--- Texte à lire ---

« Il y a vingt mille vers de Corneille que bientôt on ne pourra plus signer Molière. Les poètes comprendront sans peine que l’auteur de Sganarelle n’ait pas écrit sitôt après, à quarante ans, L’École des Femmes. On n’apprend à l’âge d’Arnolphe ni le violon, ni la danse de ballet, ni la virtuosité suprême du vers et du style cornéliens. Je sais bien que tout est simple pour la crédulité des moliéristes, même ce que Molière leur raconte sur les naissances miraculeuses des Fâcheux et de Psyché. Mais les élèves de Paul Lacroix [célèbre moliériste] entendent peu de chose à l’Histoire et moins encore à la dramaturgie. Et rien à l’âme de Corneille », voilà ce qu’écrivait Pierre Louÿs en 1919.
« La polémique ne date pas d’hier. Déjà de son vivant, certains « critique » avaient mis en doute la paternité des œuvres de Molière. Récemment, une étude informatique très sérieuse a accrédité la thèse que Pierre Louÿs avait soutenue en son temps : derrière l’auteur du Misanthrope se cacherait le fantôme de Corneille. » (4ede couverture)
Philippe Vidal, écrivain, metteur en scène et scénariste, fou d’histoire s’attache à démontrer les différences entre la légende et la réalité de la vie de Jean-Baptiste Poquelin. Enquête minutieuse avec des témoignages de l’époque et des analyses plus récente, ce livre déboulonne quelques mythes sans pour autant verser dans un « anti-moliérisme » primaire.
Sa vie quasi légendaire est passée au crible des documents de l’époque. Non, Molière n’a pas vécu dans la pauvreté, non, il n’a pas été rejeté par son père. Quand il entre dans l’Illustre Théâtre qui connaîtra des débuts difficiles, il en devient rapidement le directeur, non pas par son talent d’acteur ou d’écrivain, mais parce qu’il en est le financier principal grâce à l’argent de son père qui n’hésitera jamais à le soutenir.
Excellent directeur de compagnie théâtrale, il a le sens du marketing comme on dirait aujourd’hui. Il sait faire progresser sa troupe et gagner en notoriété jusqu’à devenir le protégé de Louis XIV. Ce talent est indéniable.
Par contre, comme auteur, c’est plus discutable. Jean-Baptiste Poquelin, il le dit lui-même ne travaille pas vite, pourtant certaines pièces sont écrites en quelques jours ! C’est que derrière ce travail acharné et talentueux se cache un autre génie : Pierre Corneille.

--- Lignes extraites ---

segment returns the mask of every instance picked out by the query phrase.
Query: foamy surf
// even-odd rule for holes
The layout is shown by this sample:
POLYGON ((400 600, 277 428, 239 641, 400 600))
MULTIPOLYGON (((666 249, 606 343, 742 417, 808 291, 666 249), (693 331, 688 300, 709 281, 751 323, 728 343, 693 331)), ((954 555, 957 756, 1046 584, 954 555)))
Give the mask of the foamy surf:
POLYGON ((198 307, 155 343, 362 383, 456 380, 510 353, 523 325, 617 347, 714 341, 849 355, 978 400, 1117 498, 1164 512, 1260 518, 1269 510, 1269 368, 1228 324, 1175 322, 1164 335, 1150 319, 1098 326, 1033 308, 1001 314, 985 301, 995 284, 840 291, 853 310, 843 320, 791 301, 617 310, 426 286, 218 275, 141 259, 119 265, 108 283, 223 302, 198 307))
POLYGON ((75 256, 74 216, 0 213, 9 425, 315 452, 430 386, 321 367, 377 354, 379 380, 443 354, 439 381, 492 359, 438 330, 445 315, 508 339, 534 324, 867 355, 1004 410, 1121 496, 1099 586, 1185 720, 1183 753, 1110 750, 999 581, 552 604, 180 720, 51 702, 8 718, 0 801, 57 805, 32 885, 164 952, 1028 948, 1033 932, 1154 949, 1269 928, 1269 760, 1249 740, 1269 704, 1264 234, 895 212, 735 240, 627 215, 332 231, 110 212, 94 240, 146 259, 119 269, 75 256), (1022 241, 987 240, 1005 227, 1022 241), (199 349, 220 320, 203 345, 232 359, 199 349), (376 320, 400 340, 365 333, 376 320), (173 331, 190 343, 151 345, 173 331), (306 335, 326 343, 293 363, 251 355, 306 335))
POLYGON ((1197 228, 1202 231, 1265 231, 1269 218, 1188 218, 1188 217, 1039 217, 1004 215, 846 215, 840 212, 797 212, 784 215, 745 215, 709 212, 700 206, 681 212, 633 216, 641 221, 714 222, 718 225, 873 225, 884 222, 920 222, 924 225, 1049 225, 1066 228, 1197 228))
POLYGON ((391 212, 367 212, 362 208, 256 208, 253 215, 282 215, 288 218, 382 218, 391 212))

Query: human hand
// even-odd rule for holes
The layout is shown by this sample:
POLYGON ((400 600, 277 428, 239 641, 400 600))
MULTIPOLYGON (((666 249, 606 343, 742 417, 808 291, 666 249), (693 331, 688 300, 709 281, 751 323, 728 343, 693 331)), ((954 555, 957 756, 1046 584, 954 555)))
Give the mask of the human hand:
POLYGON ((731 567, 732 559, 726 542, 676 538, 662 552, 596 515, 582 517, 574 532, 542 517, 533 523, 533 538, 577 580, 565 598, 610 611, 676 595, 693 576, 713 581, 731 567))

---

__Vos tâches__.
A - Traduisez en anglais cette phrase du texte sur Molière : « Il sait faire progresser sa troupe et gagner en notoriété jusqu’à devenir le protégé de Louis XIV. »
B - Reprenez le texte sur Molière et Corneille juste après sa dernière phrase.

__Résultats par tâche__.
A - He knows how to make his troupe grow and gain fame, to the point of becoming the protégé of Louis XIV.

B -
Les deux hommes se sont rencontrés à Rouen pour la première fois en 1643, mais, malgré les vœux de celui qui a pris le nom de Molière sans qu’on ne sache d’où vient ce pseudonyme, la collaboration tarde et ne viendra qu’une dizaine d’années plus tard. Corneille poète reconnu et adulé depuis la parution du Cid en 1637.
Ce n’est que 15 ans plus tard, en 1658 que les deux hommes se retrouvent à Rouen. Un a besoin d’argent, l’autre en a. L’un est un tragédien reconnu qui ne peut sortir de son style sans engendrer le scandale et l’autre a besoin de textes rapidement pour satisfaire des commandes que sa troupe doit jouer. Tout est en place pour une collaboration fructueuse.
Le 1erseptembre 1662, Claude Le Petit, écrivain et poète est brûlé Place de Grève à Paris pour avoir écrit en autres Le Bordel des Muses. On ne rigole pas avec les blasphémateurs et ceux qui s’amusent des puissants. C’est un avertissement pour Pierre Corneille qui n’osera jamais s’affirmer dans la comédie.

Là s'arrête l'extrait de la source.